• **QUESTIONS**
- a) Condense the paragraph in the article on therian identity in Spain that begins "The term “therian” comes from" into a shorter version that keeps its main facts.
- b) Reproduce verbatim the passage of the article on therian identity in Spain that lies between "El País has" and "and algorithmic discovery.", inclusive.

• **DOCUMENT EXCERPT**
::::

Therian identity in Spain: the viral trend explained

by Lorraine Williamson
therian identity in Spain

Therian identity in Spain is no longer confined to niche corners of the internet. In recent days, it has spilled into public conversation, driven by viral clips on TikTok and private communities on Discord, where young people describe feeling an intense inner connection to a specific animal — not as a costume, but as part of how they understand themselves.

A long report by El Español says many therians insist they are not “playing a role” or claiming a physical transformation. Instead, they describe an identity that feels emotional, instinctive, sometimes spiritual — and often deeply private.

A word young people use to name an old feeling

The term “therian” comes from the Greek thērion, meaning wild animal, and was adopted in online communities decades ago. What’s changing now is visibility: social platforms make it easier for people to find others with similar experiences, and to pick up language for feelings they may have carried since childhood.

El País has also noted that therian identity has roots in internet forums from the 1990s, but is only now becoming mainstream thanks to short-form video culture and algorithmic discovery.

::::

• **SUPPLIED RECORDS**
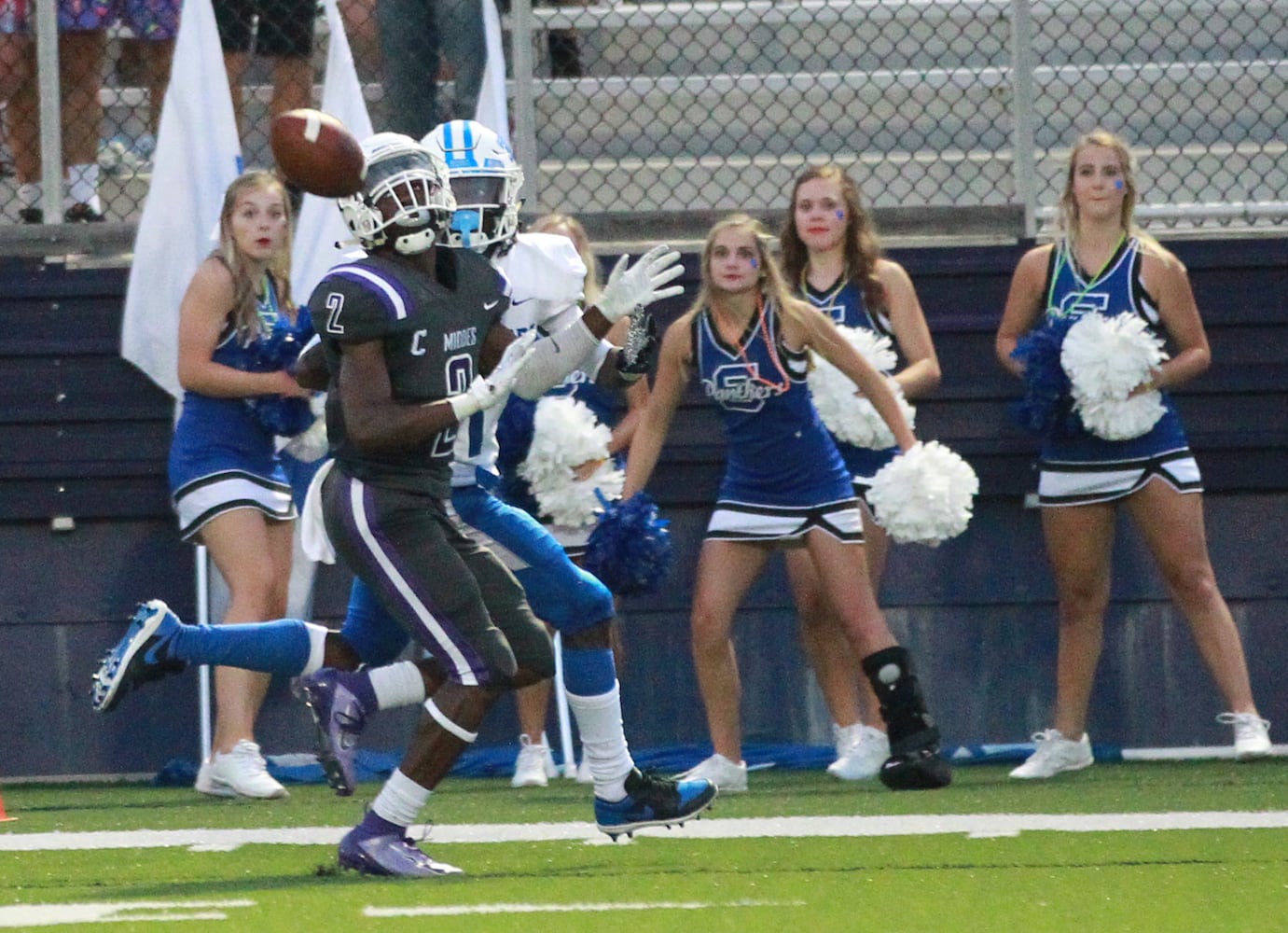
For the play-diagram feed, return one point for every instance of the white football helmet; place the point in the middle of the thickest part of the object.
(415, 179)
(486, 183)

::::

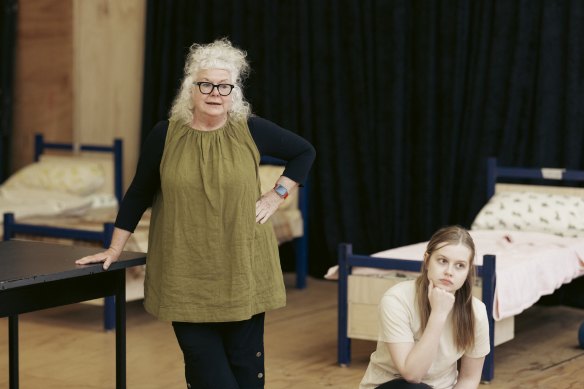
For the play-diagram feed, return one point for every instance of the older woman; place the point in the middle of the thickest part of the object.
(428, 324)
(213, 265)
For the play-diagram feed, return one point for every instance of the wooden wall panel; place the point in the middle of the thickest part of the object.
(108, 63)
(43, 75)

::::

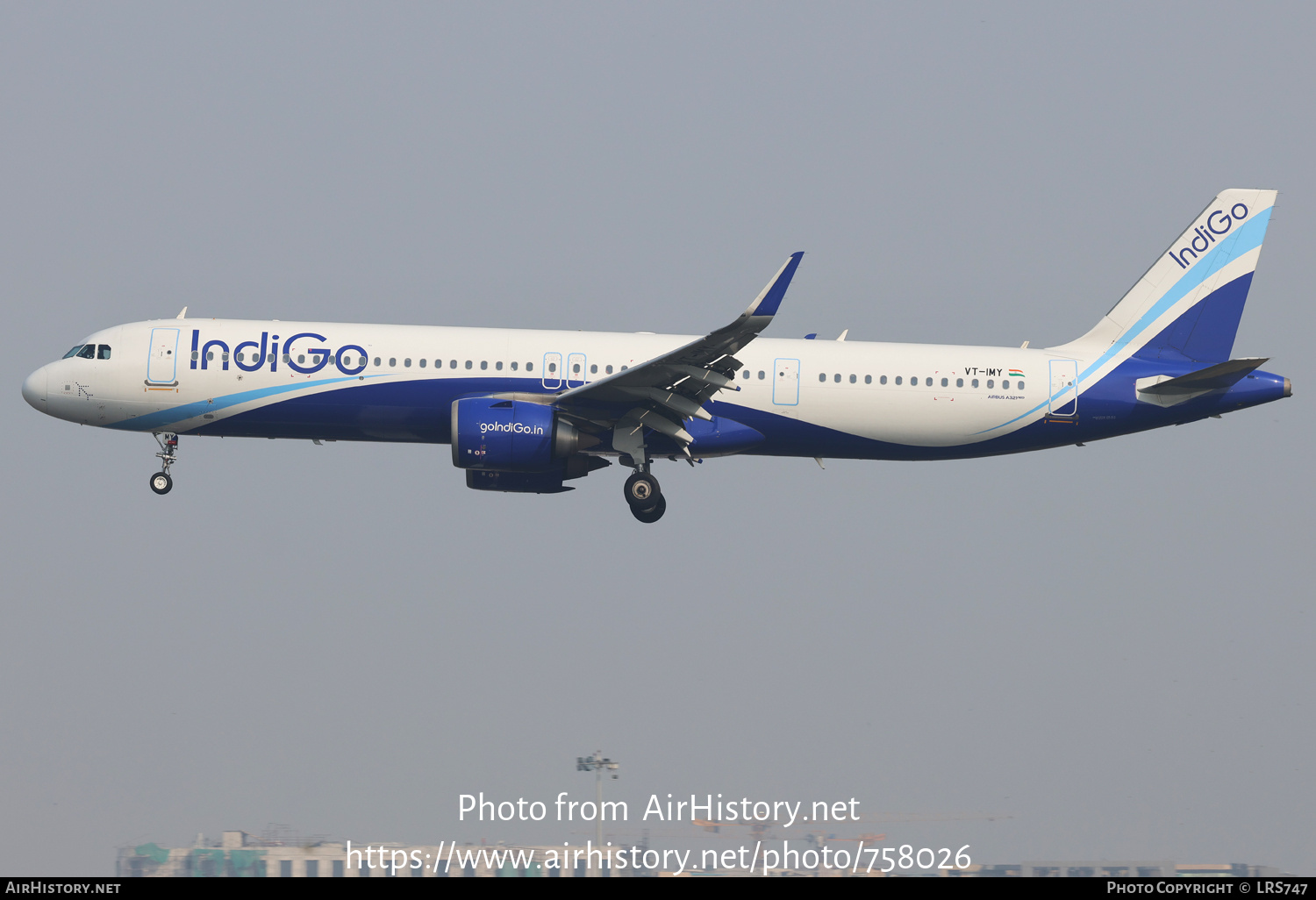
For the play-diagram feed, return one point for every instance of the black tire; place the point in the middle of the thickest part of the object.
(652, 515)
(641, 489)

::::

• **SOLUTIONS TO THE TASKS**
- a) "Therian" comes from the Greek thērion, meaning wild animal, and online communities adopted it decades ago. The difference now is visibility: social platforms help people find others with similar experiences and give them words for feelings they may have had since childhood.

- b)
El País has also noted that therian identity has roots in internet forums from the 1990s, but is only now becoming mainstream thanks to short-form video culture and algorithmic discovery.